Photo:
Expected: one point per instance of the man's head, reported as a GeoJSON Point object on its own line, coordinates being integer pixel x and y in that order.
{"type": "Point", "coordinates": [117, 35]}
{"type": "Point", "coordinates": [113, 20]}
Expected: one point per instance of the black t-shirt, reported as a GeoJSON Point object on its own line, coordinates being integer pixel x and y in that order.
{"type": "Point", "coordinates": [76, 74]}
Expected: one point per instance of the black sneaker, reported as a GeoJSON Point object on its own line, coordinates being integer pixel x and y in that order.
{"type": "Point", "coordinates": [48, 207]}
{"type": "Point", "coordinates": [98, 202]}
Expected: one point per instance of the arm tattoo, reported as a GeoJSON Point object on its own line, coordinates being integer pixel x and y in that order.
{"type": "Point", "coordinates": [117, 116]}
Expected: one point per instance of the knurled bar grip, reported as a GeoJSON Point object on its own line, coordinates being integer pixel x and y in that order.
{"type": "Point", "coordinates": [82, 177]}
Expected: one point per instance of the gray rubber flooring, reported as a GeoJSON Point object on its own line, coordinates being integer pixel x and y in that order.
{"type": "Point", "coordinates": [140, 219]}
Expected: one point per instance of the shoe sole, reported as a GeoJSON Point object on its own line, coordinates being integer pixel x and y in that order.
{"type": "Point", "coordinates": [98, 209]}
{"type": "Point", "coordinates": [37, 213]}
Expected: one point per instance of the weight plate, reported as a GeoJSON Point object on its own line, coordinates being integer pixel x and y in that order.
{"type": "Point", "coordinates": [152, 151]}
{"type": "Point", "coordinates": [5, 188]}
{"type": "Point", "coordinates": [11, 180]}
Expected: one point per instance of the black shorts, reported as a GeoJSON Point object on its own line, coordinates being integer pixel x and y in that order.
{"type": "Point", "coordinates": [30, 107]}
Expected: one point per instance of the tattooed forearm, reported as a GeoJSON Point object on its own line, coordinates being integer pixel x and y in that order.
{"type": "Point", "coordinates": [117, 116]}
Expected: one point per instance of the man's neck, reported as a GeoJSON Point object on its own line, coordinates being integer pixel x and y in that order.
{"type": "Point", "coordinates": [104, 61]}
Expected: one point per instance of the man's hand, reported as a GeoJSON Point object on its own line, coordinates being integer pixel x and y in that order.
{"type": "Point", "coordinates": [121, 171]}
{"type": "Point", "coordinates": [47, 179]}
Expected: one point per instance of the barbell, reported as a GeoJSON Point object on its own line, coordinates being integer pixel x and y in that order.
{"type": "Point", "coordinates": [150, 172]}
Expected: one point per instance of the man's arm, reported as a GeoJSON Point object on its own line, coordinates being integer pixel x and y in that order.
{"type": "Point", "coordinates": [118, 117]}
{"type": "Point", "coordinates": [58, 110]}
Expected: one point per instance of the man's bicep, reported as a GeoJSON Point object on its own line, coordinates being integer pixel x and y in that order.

--- --- ---

* Task goal: Transcribe the entire listing above exactly.

* Exercise solution:
Photo:
Expected: one point per instance of the man's head, reported as a GeoJSON Point object on its own line, coordinates being integer pixel x and y in that order.
{"type": "Point", "coordinates": [117, 35]}
{"type": "Point", "coordinates": [113, 20]}
Expected: one point per instance of the black t-shirt, reported as a GeoJSON Point object on its own line, coordinates being integer pixel x and y in that order.
{"type": "Point", "coordinates": [76, 74]}
Expected: one point per instance of the black sneaker, reported as a GeoJSON Point object on its own line, coordinates being integer pixel x and y in that order.
{"type": "Point", "coordinates": [48, 207]}
{"type": "Point", "coordinates": [98, 202]}
Expected: one point per instance of the arm tattoo, reported as a GeoJSON Point object on its own line, coordinates being integer pixel x and y in that order.
{"type": "Point", "coordinates": [117, 116]}
Expected: one point per instance of the knurled bar grip, reported as a GeoJSON Point object on its own line, coordinates being integer pixel x and y in that order.
{"type": "Point", "coordinates": [82, 177]}
Expected: one point per instance of the gray rubber flooring, reported as a GeoJSON Point object on its own line, coordinates being integer pixel x and y in that order.
{"type": "Point", "coordinates": [140, 219]}
Expected: one point per instance of the shoe sole, reported as a GeoJSON Point object on its own line, coordinates being integer pixel x and y in that order.
{"type": "Point", "coordinates": [98, 209]}
{"type": "Point", "coordinates": [37, 213]}
Expected: one point per instance of the weight plate, reported as a GeoJSON Point object on its own line, coordinates being integer pixel x and y in that order.
{"type": "Point", "coordinates": [152, 151]}
{"type": "Point", "coordinates": [5, 188]}
{"type": "Point", "coordinates": [11, 180]}
Expected: one point per instance of the black shorts, reported as a GeoJSON Point object on its own line, coordinates being integer pixel x and y in that order.
{"type": "Point", "coordinates": [30, 107]}
Expected: one point per instance of the tattooed forearm, reported as a GeoJSON Point object on its own line, coordinates being integer pixel x and y in that order.
{"type": "Point", "coordinates": [117, 116]}
Expected: one point per instance of the man's neck, reported as a GeoJSON Point object on its own line, coordinates being integer pixel x and y in that order.
{"type": "Point", "coordinates": [104, 61]}
Expected: one point per instance of the man's hand, reported as a GeoJSON Point object on its own line, coordinates being integer pixel x and y in that order.
{"type": "Point", "coordinates": [121, 171]}
{"type": "Point", "coordinates": [47, 179]}
Expected: one point per instance of the barbell, reported as a GeoJSON Point object on its own line, coordinates being integer pixel x and y in that order.
{"type": "Point", "coordinates": [150, 172]}
Expected: one point per instance of the man's arm, reported as a GeoJSON Point object on its own line, coordinates being integer pixel x and y in that order.
{"type": "Point", "coordinates": [118, 117]}
{"type": "Point", "coordinates": [58, 110]}
Expected: one point per instance of the man's bicep, reported as a GeoJSON Point object on its own line, coordinates being integer pixel x and y in that order.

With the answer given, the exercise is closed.